#### [Exercise prompt]
What you return should be each line of the data containing the string "instance".

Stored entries
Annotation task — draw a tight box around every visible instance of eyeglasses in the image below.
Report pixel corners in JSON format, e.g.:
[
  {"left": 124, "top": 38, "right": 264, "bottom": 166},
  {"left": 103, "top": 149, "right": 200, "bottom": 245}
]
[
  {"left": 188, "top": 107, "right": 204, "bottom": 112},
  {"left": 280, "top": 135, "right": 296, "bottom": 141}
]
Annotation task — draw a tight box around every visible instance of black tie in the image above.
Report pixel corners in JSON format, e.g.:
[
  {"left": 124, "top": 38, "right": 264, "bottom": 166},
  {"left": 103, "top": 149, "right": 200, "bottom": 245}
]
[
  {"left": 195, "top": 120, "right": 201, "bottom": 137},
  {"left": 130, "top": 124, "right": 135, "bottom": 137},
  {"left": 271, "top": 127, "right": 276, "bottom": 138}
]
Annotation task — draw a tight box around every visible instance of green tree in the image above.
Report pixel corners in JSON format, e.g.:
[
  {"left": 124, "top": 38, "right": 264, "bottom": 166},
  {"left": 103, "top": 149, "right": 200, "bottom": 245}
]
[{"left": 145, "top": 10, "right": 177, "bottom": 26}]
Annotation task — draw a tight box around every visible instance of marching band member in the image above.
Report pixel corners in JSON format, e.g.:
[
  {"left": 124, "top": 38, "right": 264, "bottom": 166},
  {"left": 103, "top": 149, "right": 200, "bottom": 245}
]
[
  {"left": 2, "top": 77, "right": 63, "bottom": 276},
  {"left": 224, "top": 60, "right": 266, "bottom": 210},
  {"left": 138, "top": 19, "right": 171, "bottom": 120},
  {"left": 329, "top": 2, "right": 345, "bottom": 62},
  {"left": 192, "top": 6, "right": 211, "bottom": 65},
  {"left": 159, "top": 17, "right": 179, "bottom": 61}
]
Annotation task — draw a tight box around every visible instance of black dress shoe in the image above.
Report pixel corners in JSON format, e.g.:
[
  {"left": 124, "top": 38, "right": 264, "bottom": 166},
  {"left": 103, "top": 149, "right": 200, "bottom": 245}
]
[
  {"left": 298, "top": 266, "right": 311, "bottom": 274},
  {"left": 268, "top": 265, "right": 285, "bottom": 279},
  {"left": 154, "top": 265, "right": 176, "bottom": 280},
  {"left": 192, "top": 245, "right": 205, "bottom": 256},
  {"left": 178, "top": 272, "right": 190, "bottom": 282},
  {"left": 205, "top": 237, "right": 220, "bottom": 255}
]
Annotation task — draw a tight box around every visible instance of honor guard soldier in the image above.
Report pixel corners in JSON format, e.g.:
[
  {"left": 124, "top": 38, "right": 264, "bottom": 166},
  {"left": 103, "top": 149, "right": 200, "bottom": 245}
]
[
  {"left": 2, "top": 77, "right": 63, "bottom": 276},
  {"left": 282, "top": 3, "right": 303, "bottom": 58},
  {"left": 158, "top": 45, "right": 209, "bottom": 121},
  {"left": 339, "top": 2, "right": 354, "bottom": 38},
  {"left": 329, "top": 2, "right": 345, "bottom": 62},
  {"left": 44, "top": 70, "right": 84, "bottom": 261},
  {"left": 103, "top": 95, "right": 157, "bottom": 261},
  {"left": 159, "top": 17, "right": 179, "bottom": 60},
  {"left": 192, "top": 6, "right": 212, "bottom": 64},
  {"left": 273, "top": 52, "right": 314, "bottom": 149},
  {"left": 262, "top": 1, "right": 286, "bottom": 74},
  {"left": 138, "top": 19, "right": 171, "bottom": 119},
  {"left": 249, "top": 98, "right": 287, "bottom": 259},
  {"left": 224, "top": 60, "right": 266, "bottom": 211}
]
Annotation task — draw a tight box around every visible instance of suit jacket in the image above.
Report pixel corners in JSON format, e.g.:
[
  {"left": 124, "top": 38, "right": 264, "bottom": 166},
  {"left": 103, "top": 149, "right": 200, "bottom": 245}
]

#### [Reply]
Annotation task — draw a tight box around every visible instance of eyeglasses in the image below.
Annotation task — draw a tight box around every visible instance of black tie in the image above.
Annotation task — draw a tight box around every visible instance of green tree in the image above.
Annotation task — draw a tight box around every visible instance of marching band member in the image above.
Annotation task — draw a tight box around every visible instance of black dress shoe in the image above.
Annotation task — draw a tight box around every visible instance of honor guard soldier in the image above.
Annotation task — draw a tight box around every visible instance of suit jacket in the image above.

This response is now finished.